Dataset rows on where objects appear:
^^^^

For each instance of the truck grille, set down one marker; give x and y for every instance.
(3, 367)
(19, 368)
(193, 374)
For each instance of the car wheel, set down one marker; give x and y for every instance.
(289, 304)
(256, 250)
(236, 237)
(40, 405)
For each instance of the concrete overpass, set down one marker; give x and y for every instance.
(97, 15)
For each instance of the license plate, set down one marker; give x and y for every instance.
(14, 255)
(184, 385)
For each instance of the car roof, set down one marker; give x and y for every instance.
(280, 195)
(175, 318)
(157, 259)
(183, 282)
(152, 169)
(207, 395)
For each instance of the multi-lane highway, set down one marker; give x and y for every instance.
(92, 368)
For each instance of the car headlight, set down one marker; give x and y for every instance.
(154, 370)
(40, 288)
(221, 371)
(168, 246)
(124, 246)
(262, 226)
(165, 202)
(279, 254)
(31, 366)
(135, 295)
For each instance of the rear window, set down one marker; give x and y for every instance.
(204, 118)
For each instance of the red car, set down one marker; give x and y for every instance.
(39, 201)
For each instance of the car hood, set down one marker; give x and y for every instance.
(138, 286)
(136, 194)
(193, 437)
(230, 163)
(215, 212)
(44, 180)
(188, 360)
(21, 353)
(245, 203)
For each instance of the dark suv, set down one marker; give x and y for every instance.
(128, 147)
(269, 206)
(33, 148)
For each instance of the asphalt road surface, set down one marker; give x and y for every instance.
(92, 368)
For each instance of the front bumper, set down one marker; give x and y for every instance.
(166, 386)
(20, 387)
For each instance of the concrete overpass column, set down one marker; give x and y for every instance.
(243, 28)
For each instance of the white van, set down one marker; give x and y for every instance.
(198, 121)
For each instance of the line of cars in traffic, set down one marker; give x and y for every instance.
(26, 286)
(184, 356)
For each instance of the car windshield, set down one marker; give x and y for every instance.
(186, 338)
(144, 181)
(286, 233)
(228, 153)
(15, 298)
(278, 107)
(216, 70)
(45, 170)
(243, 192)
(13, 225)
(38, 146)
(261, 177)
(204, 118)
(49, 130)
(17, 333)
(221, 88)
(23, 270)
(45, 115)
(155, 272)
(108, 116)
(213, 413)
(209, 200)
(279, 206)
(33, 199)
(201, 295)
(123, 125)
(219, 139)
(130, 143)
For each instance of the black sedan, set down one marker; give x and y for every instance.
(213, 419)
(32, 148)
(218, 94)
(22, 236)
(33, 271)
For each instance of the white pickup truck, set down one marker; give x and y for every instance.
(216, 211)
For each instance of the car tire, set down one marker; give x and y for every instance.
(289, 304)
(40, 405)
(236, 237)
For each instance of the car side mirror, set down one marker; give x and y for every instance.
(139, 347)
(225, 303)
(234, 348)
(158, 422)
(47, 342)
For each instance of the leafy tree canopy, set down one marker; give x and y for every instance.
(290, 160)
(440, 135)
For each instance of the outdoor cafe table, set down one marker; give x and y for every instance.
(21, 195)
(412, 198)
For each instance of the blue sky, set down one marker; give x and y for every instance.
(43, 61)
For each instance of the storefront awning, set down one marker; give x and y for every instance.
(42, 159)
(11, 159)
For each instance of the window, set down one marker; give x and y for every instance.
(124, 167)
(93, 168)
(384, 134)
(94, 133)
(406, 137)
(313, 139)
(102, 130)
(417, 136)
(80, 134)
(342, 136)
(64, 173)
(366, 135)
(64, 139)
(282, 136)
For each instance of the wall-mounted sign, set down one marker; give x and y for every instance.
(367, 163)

^^^^

WHAT YOU NEED TO DO: Type out all of the material again, word for word.

SOLVED EXERCISE:
For each instance of the truck grille, set down one marker; give x and y for every instance.
(3, 367)
(19, 368)
(193, 374)
For each instance of the car wheel, set down one marker; give x and y for every instance.
(289, 304)
(256, 250)
(236, 237)
(40, 405)
For each instance of the concrete overpass, set down one marker; give x and y for every instance.
(97, 15)
For each instance of the license plate, set down one marker; give x and y for every instance.
(14, 255)
(184, 385)
For each instance of the car roof, set down one marker; give x and y for every instance.
(280, 195)
(175, 318)
(157, 259)
(183, 282)
(152, 169)
(207, 395)
For each instance of the multi-lane highway, set down one marker; give x and y for every instance.
(92, 368)
For each instance of the car headlight, set down one marker; give x and y for every instance.
(154, 370)
(40, 288)
(221, 371)
(168, 246)
(124, 246)
(262, 226)
(165, 202)
(279, 254)
(31, 366)
(135, 295)
For each instance of the rear window, set down one marker; give x and y for every instance.
(204, 118)
For each instance of the red car, set down one marker; give x and y for every instance.
(39, 201)
For each instance of the car hood, set down one marker; give x and y for every instance.
(138, 286)
(136, 194)
(193, 437)
(230, 163)
(215, 212)
(44, 180)
(188, 360)
(21, 353)
(245, 203)
For each instance of the dark suv, set down one marker; give x and y for every instance.
(128, 147)
(269, 206)
(33, 148)
For each instance of the asphalt road surface, set down one marker; give x and y for every instance.
(92, 368)
For each instance of the front bumper, set down one marker; give x and y for every instance.
(166, 386)
(20, 387)
For each instance of the concrete overpass column, set down one marker; give x and y for every instance.
(243, 28)
For each instance of the white van, set down one marker; give x and y for every instance.
(198, 121)
For each instance of the line of cars in traffic, set down one marker; give x and y for every instance.
(26, 286)
(184, 356)
For each instance of the car windshield, set down one marker; give x and y for every instance.
(186, 338)
(144, 181)
(286, 233)
(228, 153)
(15, 298)
(278, 107)
(216, 70)
(45, 170)
(243, 192)
(13, 225)
(38, 146)
(261, 177)
(204, 118)
(49, 130)
(17, 333)
(221, 88)
(23, 270)
(45, 115)
(155, 272)
(108, 116)
(213, 413)
(209, 200)
(279, 206)
(33, 199)
(201, 295)
(123, 125)
(219, 139)
(130, 143)
For each instance of the black sedan, set down one marker; give x and y for every instance.
(213, 419)
(32, 148)
(218, 94)
(22, 236)
(33, 271)
For each instance of the white pickup truck, set down one marker; give x and y for every instance.
(216, 211)
For each instance of the car tire, set down one marker; give x and y for every instance.
(289, 304)
(40, 405)
(236, 237)
For each instance of the car side mirror, set down one marker; give x and y for every instance.
(139, 347)
(225, 303)
(234, 348)
(158, 422)
(47, 342)
For each instance of the leafy tree canopy, set down one marker; give x and y for every instance.
(290, 160)
(440, 135)
For each instance of the outdoor cafe table, set down one marker; give x and y for every instance.
(21, 195)
(412, 198)
For each instance of the blue sky, set down one marker; give x and y for every instance.
(43, 61)
For each instance of the storefront awning, set down one marker; give x and y for every instance.
(42, 159)
(11, 159)
For each instance of the window, set down one marker; give x and y for every instance.
(124, 167)
(93, 168)
(384, 134)
(94, 133)
(406, 137)
(313, 139)
(102, 130)
(417, 136)
(80, 134)
(342, 136)
(64, 173)
(366, 135)
(64, 139)
(282, 136)
For each instance of the wall-mounted sign, set down one marker; give x and y for every instance.
(367, 163)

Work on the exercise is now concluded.